- _EXCERPT_:
==============================
In today’s cut-throat competition not even your own father will give you a chance if they don’t see potential in you. I did my own telefilm because I had a unique and heartening story to tell. I got my second breakthrough my latest serial Ghughi because they had seen my acting skills in the telefilm. To tell you the truth I shifted to a new city, Karachi, and sat at home jobless for almost four to five months waiting for a better script to act in, went through several meetings and auditions, I faced my own challenges.

Yes, my appearance has been a little sporadic because I don’t believe in opting for any run-of-the-mill project. This year I already have two projects on screen and two more are in the pipeline. There isn’t any formula or game plan, it’s just that every story brings its own magnetic pull for an actor.

AL: Tell us about your first serial Ghughi. We hear you were chosen at the second lead first and then became the main lead. What happened?

AK: It’s a period play set against the Partition backdrop, where a Muslim peasant falls in love with a Hindu girl while he tries to avenge his family’s honour. Yes, I was approached for a second lead but as destiny had it, the main lead couldn’t manage her dates and right at that juncture, I stepped in to discuss my own role. That is when the makers first saw me and my passionate overview of the narrative and characters. The very next day they decided to bet on me as the protagonist.

AL: The first few episodes have got rave reviews from the audience. Tell us: what should we expect from the show as it progresses? AK: Expect to delve into the colourful exotic lands of 1940’s-era Punjab, see the political and religious tiff which results in calamity and loss of humanity. For the small screen, this will actually be a cinematic experience when we will see detailed production design, war sequences, kabbadi and songs. Also, stay tuned for some intense power-packed performances and skilful direction. AL: So you said in one of your previous interviews that Belapur ki Dayaan will be Pakistan’s first ‘realistic’ horror project. Why do you think so? AK: No caricature-ish techniques have been applied to the witch’s appearance. Like it is not a venomous, blood oozing witch or one that emits white light through her eyes. Saife Hassan (the director) tells his stories with the utmost subtlety and realism. He isn’t copying a Hitchcock or Polanski, he has his own style. The sound design and camera movement breathtakingly creates suspense and jitter. Also, the way all the characters perform will take you back to the days when clean impactful horror flicks were made for the big screen.
==============================
- _DATASET_:
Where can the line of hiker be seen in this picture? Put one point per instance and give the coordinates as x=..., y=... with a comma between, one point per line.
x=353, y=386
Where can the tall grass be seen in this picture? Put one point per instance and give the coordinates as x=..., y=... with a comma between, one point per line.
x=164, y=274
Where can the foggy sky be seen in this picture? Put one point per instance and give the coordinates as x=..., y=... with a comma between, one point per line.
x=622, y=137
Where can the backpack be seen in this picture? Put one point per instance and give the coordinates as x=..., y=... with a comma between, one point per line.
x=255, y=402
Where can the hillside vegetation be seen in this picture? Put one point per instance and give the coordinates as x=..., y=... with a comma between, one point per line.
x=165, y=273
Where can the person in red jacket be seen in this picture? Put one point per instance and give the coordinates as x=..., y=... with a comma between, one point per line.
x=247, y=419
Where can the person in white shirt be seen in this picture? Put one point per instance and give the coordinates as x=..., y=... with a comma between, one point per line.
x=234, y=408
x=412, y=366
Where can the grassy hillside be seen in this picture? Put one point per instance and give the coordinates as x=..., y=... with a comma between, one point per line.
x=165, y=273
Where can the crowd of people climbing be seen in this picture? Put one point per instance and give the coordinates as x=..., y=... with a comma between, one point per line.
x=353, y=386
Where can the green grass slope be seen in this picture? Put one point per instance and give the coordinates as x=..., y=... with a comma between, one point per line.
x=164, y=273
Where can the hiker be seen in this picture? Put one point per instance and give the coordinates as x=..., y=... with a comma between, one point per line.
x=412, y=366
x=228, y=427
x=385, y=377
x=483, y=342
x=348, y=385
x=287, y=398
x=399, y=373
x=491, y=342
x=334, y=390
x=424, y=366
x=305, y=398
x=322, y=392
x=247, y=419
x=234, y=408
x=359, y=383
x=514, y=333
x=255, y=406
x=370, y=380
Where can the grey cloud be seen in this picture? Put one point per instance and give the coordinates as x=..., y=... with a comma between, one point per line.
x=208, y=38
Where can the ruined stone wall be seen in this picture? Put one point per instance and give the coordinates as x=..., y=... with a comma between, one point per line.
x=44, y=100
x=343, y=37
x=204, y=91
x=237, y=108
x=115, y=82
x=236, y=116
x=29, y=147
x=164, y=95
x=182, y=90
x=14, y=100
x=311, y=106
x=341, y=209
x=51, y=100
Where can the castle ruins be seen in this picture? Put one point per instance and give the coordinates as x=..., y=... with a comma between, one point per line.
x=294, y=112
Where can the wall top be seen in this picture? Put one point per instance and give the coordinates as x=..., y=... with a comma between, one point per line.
==============================
- _WORK TO COMPLETE_:
A. In the interview, which city did the actor move to before sitting at home jobless for months?
B. Rewrite the interview passage starting at "In today’s cut-throat" and ending at "my own challenges.", swapping "Karachi" for "Lahore".
C. Carry the interview forward from its last line.

- _ANSWERS PER TASK_:
A. Karachi

B.
In today’s cut-throat competition not even your own father will give you a chance if they don’t see potential in you. I did my own telefilm because I had a unique and heartening story to tell. I got my second breakthrough my latest serial Ghughi because they had seen my acting skills in the telefilm. To tell you the truth I shifted to a new city, Lahore, and sat at home jobless for almost four to five months waiting for a better script to act in, went through several meetings and auditions, I faced my own challenges.

C.
 

AL: Tell us about your role as a witch. How did you prepare for it and what was your process?

AK: Honestly, I have never been a horror fan. I am quite a coward when it comes to watching these paranormal supernatural flicks. So I had to go through a more rigorous prep. I watched some classic horror films. Also, one thing which helped me the most was that I made a playlist of some eerie and horrendous background score and songs. So my journey from home to set would be to indulge in these songs and as they played in my head I got into the mood for my performance.

AL: You are more than an actor as per your profile. What else will we be seeing you doing?

AK: Acting is surely going to remain the centre of my profession and considering that it is my first love, you’ll see acting much more. But screenwriting is also on the cards. Content is paramount but it asks for nurturing and lots of time and hard work. So that’s why you might see me writing seldom.

AL: What are your future projects?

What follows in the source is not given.